**TASK INSTRUCTIONS:** On how many lines of the data below does the word "cyclist" appear? Reply with the number only.

═════ GIVEN DATA

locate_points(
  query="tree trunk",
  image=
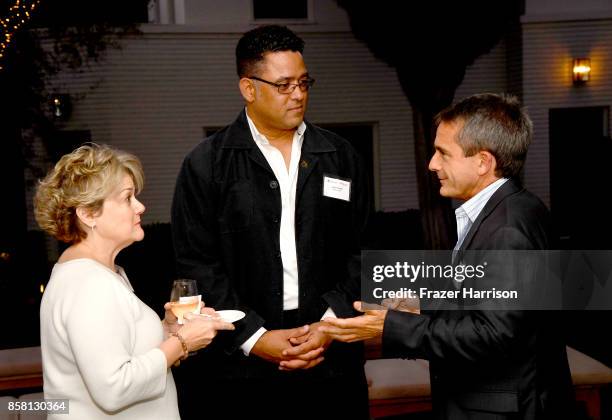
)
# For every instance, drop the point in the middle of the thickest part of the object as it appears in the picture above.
(436, 212)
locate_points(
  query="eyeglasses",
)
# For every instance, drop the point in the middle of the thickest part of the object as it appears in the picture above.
(286, 88)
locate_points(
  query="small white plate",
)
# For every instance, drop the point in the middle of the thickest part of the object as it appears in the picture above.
(231, 315)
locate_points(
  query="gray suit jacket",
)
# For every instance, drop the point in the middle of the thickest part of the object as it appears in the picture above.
(492, 364)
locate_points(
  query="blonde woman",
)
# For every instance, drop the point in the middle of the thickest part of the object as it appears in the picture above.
(103, 349)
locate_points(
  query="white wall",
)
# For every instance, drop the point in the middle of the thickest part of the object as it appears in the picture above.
(155, 96)
(238, 15)
(548, 50)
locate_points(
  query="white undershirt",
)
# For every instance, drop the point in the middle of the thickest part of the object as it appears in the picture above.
(287, 180)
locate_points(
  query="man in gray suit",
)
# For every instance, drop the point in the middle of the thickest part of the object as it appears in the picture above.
(484, 364)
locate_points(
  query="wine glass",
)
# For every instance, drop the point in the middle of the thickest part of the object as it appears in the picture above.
(184, 298)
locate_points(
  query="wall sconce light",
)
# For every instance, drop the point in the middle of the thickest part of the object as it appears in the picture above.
(61, 107)
(581, 70)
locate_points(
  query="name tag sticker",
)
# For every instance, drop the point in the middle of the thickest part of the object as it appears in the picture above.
(337, 188)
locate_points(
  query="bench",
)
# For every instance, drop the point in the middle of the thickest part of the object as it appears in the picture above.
(398, 386)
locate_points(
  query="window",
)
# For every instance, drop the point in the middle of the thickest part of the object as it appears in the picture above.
(280, 9)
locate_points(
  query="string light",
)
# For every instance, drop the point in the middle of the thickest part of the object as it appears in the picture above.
(14, 21)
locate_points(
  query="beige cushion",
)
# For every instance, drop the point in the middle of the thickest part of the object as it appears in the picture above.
(399, 378)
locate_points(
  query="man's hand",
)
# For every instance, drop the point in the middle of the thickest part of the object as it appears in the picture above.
(308, 349)
(271, 344)
(349, 330)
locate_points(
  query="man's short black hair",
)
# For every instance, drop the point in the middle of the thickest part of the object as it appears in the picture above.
(256, 42)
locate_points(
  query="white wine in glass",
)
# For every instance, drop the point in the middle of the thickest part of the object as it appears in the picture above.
(184, 298)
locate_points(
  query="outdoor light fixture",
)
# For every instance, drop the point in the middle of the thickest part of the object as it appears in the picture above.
(61, 107)
(581, 70)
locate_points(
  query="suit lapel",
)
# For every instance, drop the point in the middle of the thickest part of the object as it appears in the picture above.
(314, 144)
(509, 188)
(239, 137)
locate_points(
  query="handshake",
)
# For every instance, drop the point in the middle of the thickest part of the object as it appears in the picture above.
(303, 347)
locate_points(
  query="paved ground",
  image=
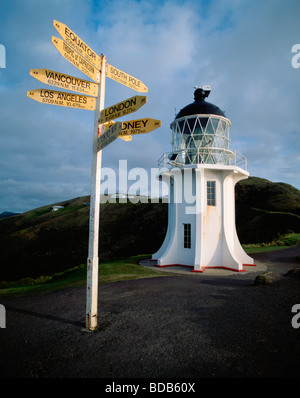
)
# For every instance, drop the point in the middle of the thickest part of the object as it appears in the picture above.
(215, 324)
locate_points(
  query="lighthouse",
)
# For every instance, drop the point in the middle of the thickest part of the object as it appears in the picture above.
(201, 172)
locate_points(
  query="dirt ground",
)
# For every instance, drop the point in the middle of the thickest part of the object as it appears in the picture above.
(179, 326)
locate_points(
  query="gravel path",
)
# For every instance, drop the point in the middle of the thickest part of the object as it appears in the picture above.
(179, 326)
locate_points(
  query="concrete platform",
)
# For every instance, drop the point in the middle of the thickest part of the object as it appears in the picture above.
(177, 269)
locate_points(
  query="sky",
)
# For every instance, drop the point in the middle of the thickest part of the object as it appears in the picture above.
(241, 48)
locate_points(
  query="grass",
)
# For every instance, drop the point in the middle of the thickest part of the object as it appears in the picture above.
(109, 272)
(282, 242)
(117, 270)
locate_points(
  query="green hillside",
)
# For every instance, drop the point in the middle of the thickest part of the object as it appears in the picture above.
(43, 242)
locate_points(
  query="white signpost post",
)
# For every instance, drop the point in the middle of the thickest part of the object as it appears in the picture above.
(106, 130)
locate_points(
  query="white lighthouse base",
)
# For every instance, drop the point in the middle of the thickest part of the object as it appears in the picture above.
(201, 219)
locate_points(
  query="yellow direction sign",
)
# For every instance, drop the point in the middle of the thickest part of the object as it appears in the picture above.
(109, 136)
(62, 99)
(125, 137)
(139, 126)
(122, 108)
(76, 59)
(124, 78)
(71, 38)
(67, 82)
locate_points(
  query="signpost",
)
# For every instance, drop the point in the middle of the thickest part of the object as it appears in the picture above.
(122, 108)
(109, 136)
(74, 41)
(125, 79)
(139, 126)
(75, 58)
(73, 49)
(62, 99)
(64, 81)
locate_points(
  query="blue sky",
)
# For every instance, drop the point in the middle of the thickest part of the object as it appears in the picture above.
(241, 48)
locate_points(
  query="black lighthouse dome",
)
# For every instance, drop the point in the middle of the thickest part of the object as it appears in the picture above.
(200, 106)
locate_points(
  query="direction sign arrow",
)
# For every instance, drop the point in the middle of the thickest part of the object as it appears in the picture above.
(122, 108)
(139, 126)
(67, 82)
(125, 137)
(71, 38)
(109, 136)
(60, 98)
(76, 59)
(125, 79)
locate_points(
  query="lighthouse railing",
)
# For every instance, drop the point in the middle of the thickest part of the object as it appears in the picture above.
(202, 156)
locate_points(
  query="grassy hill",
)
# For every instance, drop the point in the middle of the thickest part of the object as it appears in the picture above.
(43, 242)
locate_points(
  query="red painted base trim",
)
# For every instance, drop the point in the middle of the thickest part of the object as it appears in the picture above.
(173, 265)
(201, 269)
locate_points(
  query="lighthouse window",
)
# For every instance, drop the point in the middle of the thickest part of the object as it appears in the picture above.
(211, 193)
(187, 236)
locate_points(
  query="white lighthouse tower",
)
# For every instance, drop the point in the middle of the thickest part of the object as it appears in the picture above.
(202, 172)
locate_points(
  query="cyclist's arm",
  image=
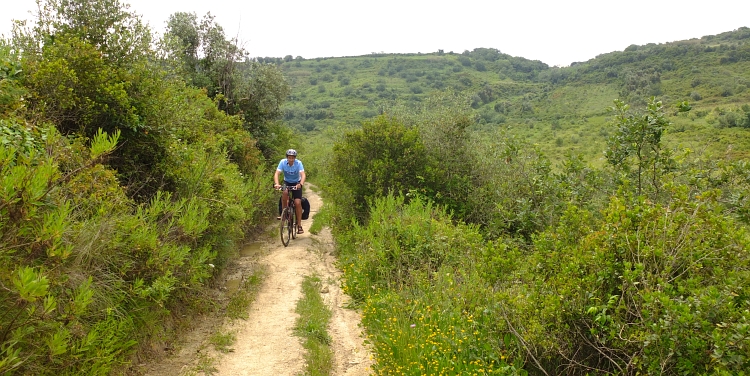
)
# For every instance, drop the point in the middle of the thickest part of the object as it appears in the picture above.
(276, 178)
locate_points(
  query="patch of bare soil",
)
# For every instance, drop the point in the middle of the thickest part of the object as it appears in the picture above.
(265, 343)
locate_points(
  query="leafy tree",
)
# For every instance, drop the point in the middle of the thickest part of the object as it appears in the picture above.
(383, 157)
(639, 139)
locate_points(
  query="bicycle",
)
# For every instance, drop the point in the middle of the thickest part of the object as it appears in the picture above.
(288, 223)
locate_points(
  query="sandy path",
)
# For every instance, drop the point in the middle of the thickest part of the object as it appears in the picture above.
(265, 343)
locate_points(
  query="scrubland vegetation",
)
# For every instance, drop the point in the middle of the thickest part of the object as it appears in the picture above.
(129, 172)
(493, 215)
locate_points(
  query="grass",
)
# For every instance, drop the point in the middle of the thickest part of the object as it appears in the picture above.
(223, 341)
(321, 219)
(245, 295)
(312, 326)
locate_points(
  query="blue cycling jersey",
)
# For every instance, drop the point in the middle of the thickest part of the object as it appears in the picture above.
(291, 173)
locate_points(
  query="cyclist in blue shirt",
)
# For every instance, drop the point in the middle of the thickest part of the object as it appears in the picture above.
(294, 176)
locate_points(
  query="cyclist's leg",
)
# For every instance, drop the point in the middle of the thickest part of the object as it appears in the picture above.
(298, 209)
(284, 198)
(297, 195)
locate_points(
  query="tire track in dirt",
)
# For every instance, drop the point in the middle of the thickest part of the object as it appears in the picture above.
(265, 343)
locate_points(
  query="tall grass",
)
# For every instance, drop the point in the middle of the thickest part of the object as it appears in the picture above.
(312, 326)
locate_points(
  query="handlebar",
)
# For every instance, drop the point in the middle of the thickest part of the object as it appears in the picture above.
(288, 187)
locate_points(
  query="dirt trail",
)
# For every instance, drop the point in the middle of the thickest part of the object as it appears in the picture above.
(265, 343)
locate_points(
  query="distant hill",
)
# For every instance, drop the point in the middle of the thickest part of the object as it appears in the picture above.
(562, 109)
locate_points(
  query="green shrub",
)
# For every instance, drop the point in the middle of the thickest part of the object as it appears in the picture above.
(627, 293)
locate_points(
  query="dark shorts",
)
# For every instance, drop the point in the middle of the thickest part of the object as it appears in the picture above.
(296, 193)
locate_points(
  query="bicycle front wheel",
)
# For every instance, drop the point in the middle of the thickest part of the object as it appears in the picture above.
(286, 226)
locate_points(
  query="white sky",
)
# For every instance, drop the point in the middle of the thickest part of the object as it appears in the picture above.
(556, 32)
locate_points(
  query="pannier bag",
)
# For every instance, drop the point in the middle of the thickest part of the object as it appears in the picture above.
(305, 208)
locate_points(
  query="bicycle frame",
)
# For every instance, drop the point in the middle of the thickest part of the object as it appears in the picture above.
(288, 223)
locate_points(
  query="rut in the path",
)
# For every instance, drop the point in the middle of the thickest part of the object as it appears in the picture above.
(266, 344)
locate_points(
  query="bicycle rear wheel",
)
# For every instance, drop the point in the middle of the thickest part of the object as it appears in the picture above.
(286, 226)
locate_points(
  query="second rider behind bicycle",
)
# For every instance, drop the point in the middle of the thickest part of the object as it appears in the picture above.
(294, 178)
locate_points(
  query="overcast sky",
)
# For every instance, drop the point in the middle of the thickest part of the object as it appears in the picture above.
(556, 32)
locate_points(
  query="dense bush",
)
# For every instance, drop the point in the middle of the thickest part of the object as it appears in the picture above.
(123, 190)
(574, 270)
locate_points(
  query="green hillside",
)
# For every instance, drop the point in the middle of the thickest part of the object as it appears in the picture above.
(561, 109)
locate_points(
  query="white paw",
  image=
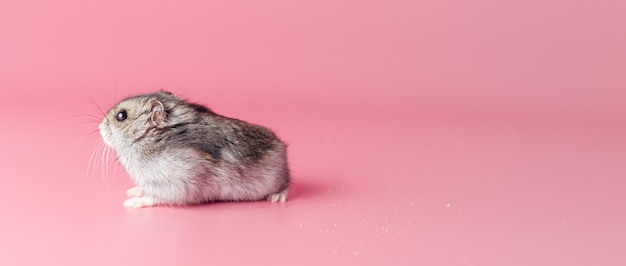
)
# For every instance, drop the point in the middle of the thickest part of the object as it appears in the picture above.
(134, 192)
(139, 202)
(278, 197)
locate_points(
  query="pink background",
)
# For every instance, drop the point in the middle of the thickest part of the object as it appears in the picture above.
(421, 132)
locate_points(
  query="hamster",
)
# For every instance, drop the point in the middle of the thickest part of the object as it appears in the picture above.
(181, 153)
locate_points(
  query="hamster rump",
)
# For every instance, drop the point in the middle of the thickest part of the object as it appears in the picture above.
(182, 153)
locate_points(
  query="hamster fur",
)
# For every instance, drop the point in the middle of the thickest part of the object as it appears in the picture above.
(182, 153)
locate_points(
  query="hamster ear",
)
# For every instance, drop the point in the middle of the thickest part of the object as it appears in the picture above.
(157, 112)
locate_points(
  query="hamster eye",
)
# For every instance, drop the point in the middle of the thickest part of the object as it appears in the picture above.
(121, 115)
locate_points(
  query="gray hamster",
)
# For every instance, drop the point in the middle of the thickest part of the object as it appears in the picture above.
(182, 153)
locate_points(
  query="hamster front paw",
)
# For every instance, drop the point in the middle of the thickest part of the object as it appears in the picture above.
(278, 197)
(139, 202)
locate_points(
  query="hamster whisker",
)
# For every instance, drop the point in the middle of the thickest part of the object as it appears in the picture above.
(91, 164)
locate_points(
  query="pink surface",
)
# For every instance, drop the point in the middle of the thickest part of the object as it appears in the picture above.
(421, 132)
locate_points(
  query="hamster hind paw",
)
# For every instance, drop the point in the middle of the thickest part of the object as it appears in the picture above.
(278, 197)
(139, 202)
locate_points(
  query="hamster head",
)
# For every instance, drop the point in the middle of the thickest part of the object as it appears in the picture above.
(130, 120)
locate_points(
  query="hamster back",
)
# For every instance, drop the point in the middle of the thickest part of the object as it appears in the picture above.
(182, 153)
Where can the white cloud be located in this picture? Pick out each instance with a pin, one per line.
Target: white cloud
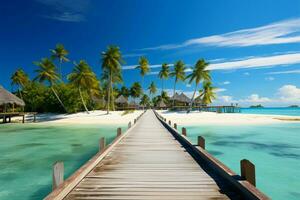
(258, 62)
(270, 78)
(225, 83)
(282, 32)
(66, 10)
(286, 72)
(131, 55)
(286, 95)
(289, 93)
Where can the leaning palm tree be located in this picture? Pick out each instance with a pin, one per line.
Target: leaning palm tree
(163, 74)
(47, 73)
(60, 53)
(20, 79)
(143, 67)
(84, 79)
(136, 90)
(111, 63)
(179, 74)
(207, 93)
(199, 73)
(152, 89)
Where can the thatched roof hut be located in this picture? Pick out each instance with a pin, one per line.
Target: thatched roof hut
(121, 100)
(161, 104)
(8, 98)
(184, 98)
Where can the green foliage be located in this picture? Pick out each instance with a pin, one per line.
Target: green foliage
(136, 90)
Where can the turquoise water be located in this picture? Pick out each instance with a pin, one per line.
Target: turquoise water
(28, 152)
(272, 111)
(274, 149)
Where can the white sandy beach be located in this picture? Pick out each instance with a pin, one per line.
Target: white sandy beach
(211, 118)
(95, 117)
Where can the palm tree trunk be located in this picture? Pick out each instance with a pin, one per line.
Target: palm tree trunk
(174, 93)
(61, 103)
(108, 95)
(83, 101)
(192, 100)
(60, 71)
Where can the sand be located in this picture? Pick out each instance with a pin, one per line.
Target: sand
(211, 118)
(95, 117)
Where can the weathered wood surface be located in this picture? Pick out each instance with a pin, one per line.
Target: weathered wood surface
(148, 163)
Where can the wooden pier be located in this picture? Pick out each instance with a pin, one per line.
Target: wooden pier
(152, 160)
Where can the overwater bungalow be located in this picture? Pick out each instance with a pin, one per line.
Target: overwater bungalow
(161, 105)
(9, 101)
(121, 102)
(8, 105)
(181, 101)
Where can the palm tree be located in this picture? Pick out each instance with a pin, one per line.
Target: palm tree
(60, 53)
(207, 93)
(83, 78)
(20, 79)
(111, 63)
(47, 73)
(145, 100)
(164, 74)
(199, 73)
(136, 90)
(179, 74)
(152, 89)
(144, 68)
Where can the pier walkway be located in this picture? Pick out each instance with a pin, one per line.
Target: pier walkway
(147, 162)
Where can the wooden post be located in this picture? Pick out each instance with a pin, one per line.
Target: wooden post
(175, 125)
(248, 171)
(58, 174)
(119, 132)
(183, 131)
(102, 144)
(201, 142)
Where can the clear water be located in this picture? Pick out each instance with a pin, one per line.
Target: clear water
(274, 149)
(28, 151)
(272, 111)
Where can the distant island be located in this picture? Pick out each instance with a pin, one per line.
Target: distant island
(256, 106)
(293, 106)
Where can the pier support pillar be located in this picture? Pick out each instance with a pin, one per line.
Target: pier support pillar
(201, 142)
(102, 144)
(183, 131)
(119, 132)
(58, 174)
(248, 171)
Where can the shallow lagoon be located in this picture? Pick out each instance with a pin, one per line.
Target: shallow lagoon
(28, 151)
(274, 149)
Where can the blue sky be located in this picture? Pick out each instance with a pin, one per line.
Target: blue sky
(253, 45)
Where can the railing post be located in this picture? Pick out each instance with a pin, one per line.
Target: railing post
(175, 125)
(119, 132)
(102, 144)
(183, 131)
(201, 142)
(248, 171)
(57, 175)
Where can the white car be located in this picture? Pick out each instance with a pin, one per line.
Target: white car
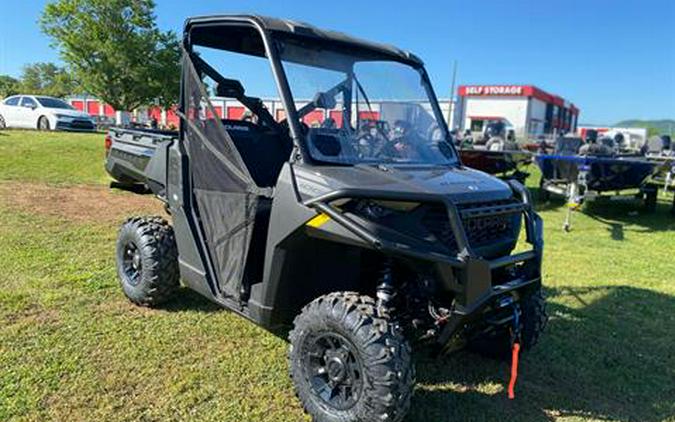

══════════

**ANSWER AREA:** 3